» **The records**:
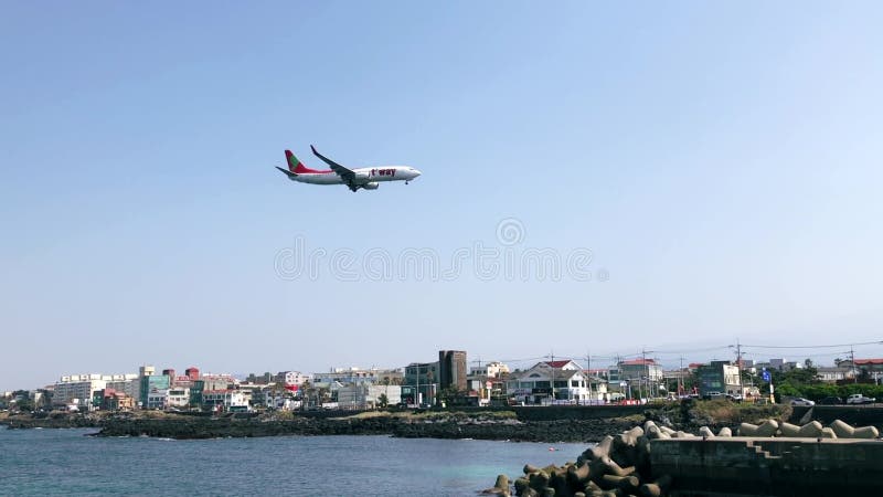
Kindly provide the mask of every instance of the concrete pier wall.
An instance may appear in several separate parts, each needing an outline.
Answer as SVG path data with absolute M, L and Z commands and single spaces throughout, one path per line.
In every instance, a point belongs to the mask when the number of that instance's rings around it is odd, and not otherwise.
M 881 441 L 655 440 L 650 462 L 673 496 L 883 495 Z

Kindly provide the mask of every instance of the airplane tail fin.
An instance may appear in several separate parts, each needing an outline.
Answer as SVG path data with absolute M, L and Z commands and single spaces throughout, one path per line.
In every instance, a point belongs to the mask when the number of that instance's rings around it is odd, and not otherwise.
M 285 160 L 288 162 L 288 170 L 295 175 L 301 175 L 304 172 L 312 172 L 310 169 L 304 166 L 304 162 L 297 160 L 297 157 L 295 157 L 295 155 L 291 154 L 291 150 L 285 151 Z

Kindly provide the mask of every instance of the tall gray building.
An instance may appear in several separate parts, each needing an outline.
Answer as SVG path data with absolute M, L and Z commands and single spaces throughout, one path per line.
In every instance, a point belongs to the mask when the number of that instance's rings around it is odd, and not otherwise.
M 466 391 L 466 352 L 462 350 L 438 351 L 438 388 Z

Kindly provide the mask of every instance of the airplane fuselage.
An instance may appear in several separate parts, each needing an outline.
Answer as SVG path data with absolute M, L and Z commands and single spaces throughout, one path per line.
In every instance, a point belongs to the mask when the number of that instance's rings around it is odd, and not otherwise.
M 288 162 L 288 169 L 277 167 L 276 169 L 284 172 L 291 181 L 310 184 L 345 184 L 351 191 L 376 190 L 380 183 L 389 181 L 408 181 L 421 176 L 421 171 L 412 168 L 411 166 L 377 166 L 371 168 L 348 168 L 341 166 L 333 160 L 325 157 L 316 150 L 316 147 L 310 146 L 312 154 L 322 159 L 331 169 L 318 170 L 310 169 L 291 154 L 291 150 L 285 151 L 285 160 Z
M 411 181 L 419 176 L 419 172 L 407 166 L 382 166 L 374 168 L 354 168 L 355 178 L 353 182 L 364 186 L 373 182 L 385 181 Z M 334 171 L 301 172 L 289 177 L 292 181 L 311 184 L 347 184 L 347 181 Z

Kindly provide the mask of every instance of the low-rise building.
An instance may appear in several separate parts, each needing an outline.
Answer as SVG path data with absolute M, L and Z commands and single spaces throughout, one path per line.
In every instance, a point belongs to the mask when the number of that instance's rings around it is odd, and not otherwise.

» **Job**: Convert the record lines between the line containing "Kindly provide the mask of every instance of the airplane tail" and the line containing "M 285 160 L", inclusive, into a Markdown table with the columns Row and Text. Number the rows from 1 and omit blank lines.

» **Response to the exercise**:
| Row | Text |
|---|---|
| 1 | Kindly provide the mask of every instance of the airplane tail fin. |
| 2 | An instance may appear in several separate parts, each needing an outline. |
| 3 | Answer as SVG path data with absolute M, L and Z commands and single spaces throughout, one path per line. |
| 4 | In every instance, a point belongs to the mask when the number of that instance's rings around it is odd, and not otherwise. |
| 5 | M 285 160 L 288 162 L 288 170 L 295 175 L 301 175 L 304 172 L 312 172 L 310 169 L 304 166 L 304 162 L 297 160 L 297 157 L 295 157 L 295 155 L 291 154 L 291 150 L 285 151 Z |